MATERIAL PROVIDED:
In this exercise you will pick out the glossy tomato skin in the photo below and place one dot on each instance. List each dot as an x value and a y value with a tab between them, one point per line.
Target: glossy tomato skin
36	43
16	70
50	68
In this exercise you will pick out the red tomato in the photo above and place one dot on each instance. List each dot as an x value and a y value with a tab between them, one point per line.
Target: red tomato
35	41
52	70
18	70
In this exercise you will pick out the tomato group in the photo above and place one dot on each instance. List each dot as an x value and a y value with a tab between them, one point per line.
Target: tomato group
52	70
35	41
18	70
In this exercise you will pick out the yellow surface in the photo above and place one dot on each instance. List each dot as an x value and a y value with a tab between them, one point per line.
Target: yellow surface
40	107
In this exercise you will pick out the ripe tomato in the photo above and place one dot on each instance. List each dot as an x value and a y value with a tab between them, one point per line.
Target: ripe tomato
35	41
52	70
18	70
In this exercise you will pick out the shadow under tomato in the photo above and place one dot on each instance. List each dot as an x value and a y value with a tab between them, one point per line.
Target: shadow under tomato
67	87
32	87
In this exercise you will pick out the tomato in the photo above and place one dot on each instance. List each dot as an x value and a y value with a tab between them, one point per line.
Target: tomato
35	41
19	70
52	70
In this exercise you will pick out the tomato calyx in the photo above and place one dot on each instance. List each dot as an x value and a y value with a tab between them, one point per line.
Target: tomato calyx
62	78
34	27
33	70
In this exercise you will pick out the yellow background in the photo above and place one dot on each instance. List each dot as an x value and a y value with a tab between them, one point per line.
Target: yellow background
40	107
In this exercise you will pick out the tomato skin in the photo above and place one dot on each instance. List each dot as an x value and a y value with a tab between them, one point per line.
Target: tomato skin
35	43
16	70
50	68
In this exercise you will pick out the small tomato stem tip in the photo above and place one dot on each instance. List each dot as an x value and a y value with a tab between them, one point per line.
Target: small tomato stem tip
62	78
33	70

EXERCISE PROMPT: Character for character, output the whole material above.

WRITTEN ANSWER:
In this exercise you will pick out the glossy tomato skin in the photo below and place one dot on each instance. List each dot as an x value and a y value with a tab between them, one point per line.
Target: glossy tomato skin
36	43
16	70
50	68
In this exercise you will pick out the red tomato in the photo above and place one dot on each instance. List each dot as an x value and a y value with a tab between them, one point per line.
Target: red tomato
35	41
52	70
18	70
In this exercise you will pick out the tomato group in the photo above and place one dot on each instance. List each dot as an x value and a y value with a tab between them, one point per line.
Target: tomato group
52	70
35	41
18	70
In this exercise you will pick out the yellow surface in the photo above and place one dot on each instance. List each dot as an x value and a y value with a tab between them, one point per line.
Target: yellow surface
40	107
In this exercise you will pick out the ripe tomato in the photo above and place one dot on each instance. List each dot as an x value and a y value with a tab between them, one point per line.
Target: ripe tomato
35	41
52	70
18	70
In this exercise you will pick out the shadow under tomato in the photo above and place one dot on each instance. List each dot as an x value and a y value with a tab between them, one point per line.
Target: shadow under tomato
67	87
32	87
In this exercise you will pick out the tomato in the photo above and place one dot on each instance. List each dot as an x value and a y value with a tab between them, one point per line.
Target: tomato
35	41
19	70
52	70
In this exercise you will pick out the tomato calyx in the photo above and place one dot on each instance. List each dot as an x value and a y value with a tab between them, one point per line.
Target: tomato calyx
62	78
34	27
33	70
In this exercise you will pick out the yellow background in the photo above and place one dot on each instance. List each dot as an x value and a y value with a tab between them, one point per line.
Target: yellow background
40	107
In this exercise you will pick out the tomato skin in the photo above and place one dot on each instance. List each dot as an x value and a y value with a tab between them, one point per line.
Target: tomato skin
35	43
16	70
50	68
In this exercise you will pick out the small tomato stem tip in the photo above and place one dot on each instance. List each dot as an x value and a y value with a tab between them, one point per line.
Target: small tomato stem tip
62	78
33	70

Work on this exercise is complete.